▶ PROBLEM
Reproduce the whole passage on checking images after format migration word for word.
━━━ PASSAGE
4.3.3 Post-migration characterisation

Once each image was migrated, each of the two new format versions was characterised using Jhove and the output used as the basis for comparison with the original image to see how well properties were retained through migration.

figure 4

Figure 4. Illustration of Automated Experiment Procedure

4.3.4 Visual Assessment of converted images.

Once the automated parts of the process were carried out, a visual assessment of the images was carried out. Photoshop was used to open each image so that the evaluator could visually compare them.

4.4. Experiments

4.4.1 Experiment 1: Convert GIF 89a to JPEG 1.02 and TIFF 6.0 using Photoshop

The first experiment involved converting the collected GIF sample images to JPEG and TIFF using Photoshop.

4.4.1.1. Initial Characterisation

In order to compare and measure the properties of the file before and after conversion, the initial step was to characterise the original Gif images using Jhove. This simply involved selecting the GIF-hul module within the Jhove Edit menu and then opening the image from the Jhove File menu. This provides a file analysis which is formatted so as consistent with the NISO image metadata standard (NISO Z39.87) (Screengrab 1). This metadata standard was used as the basis for the project team’s analysis of the significant properties of raster images (see section 2.1.2 above).
━━━━━━
━━━ DATA EXTRACT
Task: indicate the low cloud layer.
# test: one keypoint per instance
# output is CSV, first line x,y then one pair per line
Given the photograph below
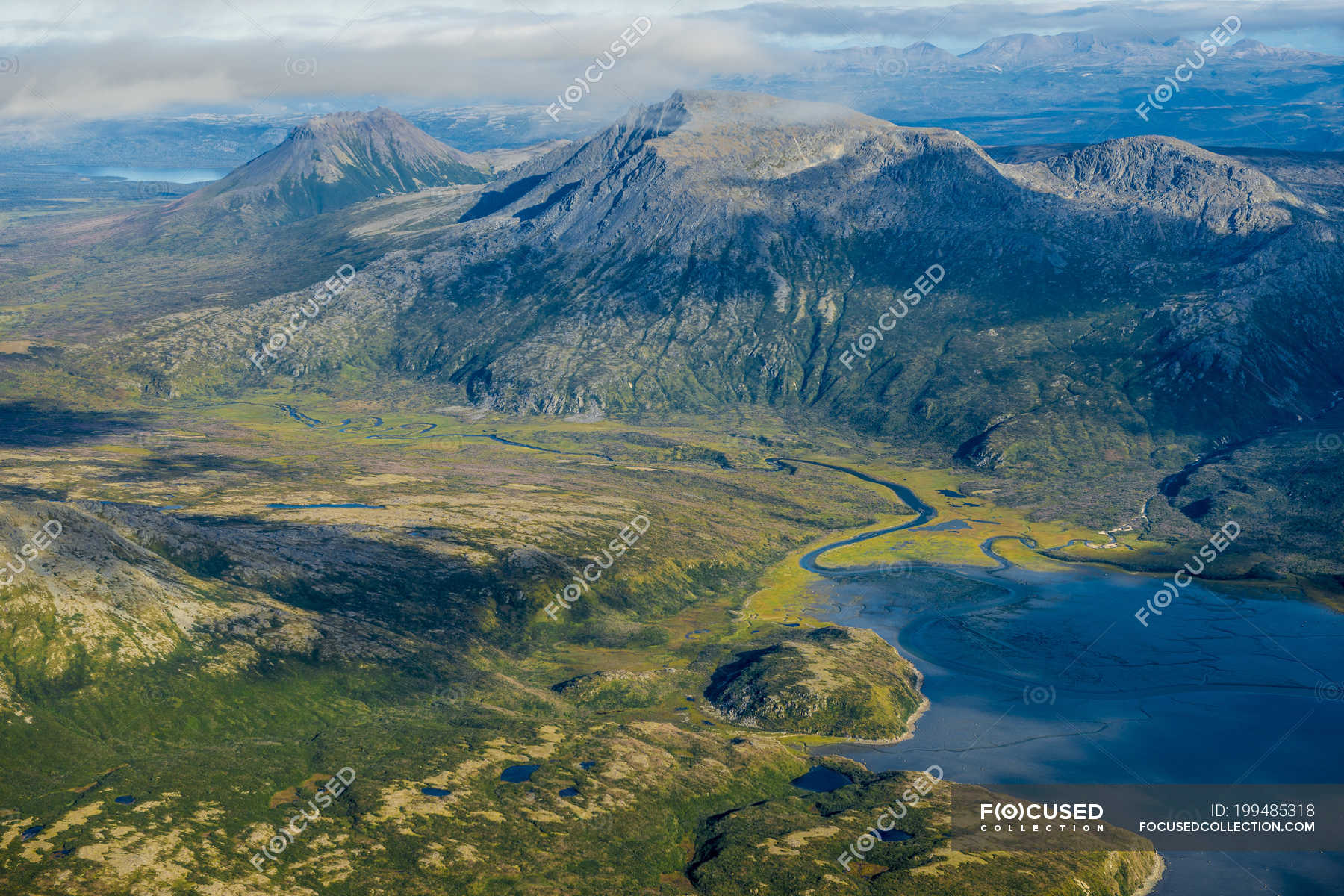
x,y
96,60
━━━━━━
▶ EXERCISE SOLUTION
4.3.3 Post-migration characterisation

Once each image was migrated, each of the two new format versions was characterised using Jhove and the output used as the basis for comparison with the original image to see how well properties were retained through migration.

figure 4

Figure 4. Illustration of Automated Experiment Procedure

4.3.4 Visual Assessment of converted images.

Once the automated parts of the process were carried out, a visual assessment of the images was carried out. Photoshop was used to open each image so that the evaluator could visually compare them.

4.4. Experiments

4.4.1 Experiment 1: Convert GIF 89a to JPEG 1.02 and TIFF 6.0 using Photoshop

The first experiment involved converting the collected GIF sample images to JPEG and TIFF using Photoshop.

4.4.1.1. Initial Characterisation

In order to compare and measure the properties of the file before and after conversion, the initial step was to characterise the original Gif images using Jhove. This simply involved selecting the GIF-hul module within the Jhove Edit menu and then opening the image from the Jhove File menu. This provides a file analysis which is formatted so as consistent with the NISO image metadata standard (NISO Z39.87) (Screengrab 1). This metadata standard was used as the basis for the project team’s analysis of the significant properties of raster images (see section 2.1.2 above).